-- PASSAGE --
════

AlphaCode is not particularly good at it, either. In the arxiv preprint, besides the subjetive and pretty meaningless "evaluation" against human coders it's also tested on a formal program synthesis benchmark, the APPS dataset. The best performing AlphaCode variant reported in the arxiv preprint solves 25% of the "introductory" APPS tasks (the least challenging ones). All AlphaCode variants tested solve less than 10% of the "interview" and "competition" (intermediary and advanced) tasks. These more objective results are not reported in the article above, I think for obvious reasons (because they are extremely poor).
So it's not doing anything radically new and it's not doing it particularlly well either. Please be better informed before propagating hype.
Edit: really, from a technical point of view, AlphaCode is a brute-force, generate-and-test approach to program synthesis that was state-of-the-art 40 years ago. It's just a big generator that spams programs hoping it will hit a good one. I have no idea who came up with this. Oriol Vinyals is the last author and I've seen enough of that guy's work to know he knows better than bet on such a primitive, even backwards approach. I'm really shocked that this is DeepMind work.
So my hunch is that it probably hasn't been done, or hasn't been done often, because the program synthesis community would recognise it's pointless.
What you really want to look at is formal program synthesis benchmarks and how systems like AlphaCode do on them (hint: not so good).

════

-- MATERIAL PROVIDED --
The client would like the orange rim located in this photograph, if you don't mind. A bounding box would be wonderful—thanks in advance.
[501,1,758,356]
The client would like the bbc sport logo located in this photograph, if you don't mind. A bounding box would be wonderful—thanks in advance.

════

-- TO DO --
1: Answer these from the comment about AlphaCode:
(a) What share of the "introductory" APPS tasks does the best AlphaCode variant in the preprint solve?
(b) Who is the last author?
(c) How many years ago was AlphaCode's kind of approach state-of-the-art?
2: Does each statement agree with the comment about AlphaCode? Answer yes or no and quote the words that decide it.
(a) Every AlphaCode variant tested solves under 10% of the intermediary and advanced tasks.
(b) The article includes the APPS results.
(c) The commenter knows who came up with the approach.
3: From the comment about AlphaCode, copy word for word the stretch from "So it's not" through "recognise it's pointless.".
The listing has nothing to do with the comment about AlphaCode.

-- WORKED SOLUTIONS --
1:
(a) 25%
(b) Oriol Vinyals
(c) 40 years ago

2:
(a) Yes: "All AlphaCode variants tested solve less than 10%"
(b) No: "These more objective results are not reported in the article above"
(c) No: "I have no idea who came up with this."

3:
So it's not doing anything radically new and it's not doing it particularlly well either. Please be better informed before propagating hype.
Edit: really, from a technical point of view, AlphaCode is a brute-force, generate-and-test approach to program synthesis that was state-of-the-art 40 years ago. It's just a big generator that spams programs hoping it will hit a good one. I have no idea who came up with this. Oriol Vinyals is the last author and I've seen enough of that guy's work to know he knows better than bet on such a primitive, even backwards approach. I'm really shocked that this is DeepMind work.
So my hunch is that it probably hasn't been done, or hasn't been done often, because the program synthesis community would recognise it's pointless.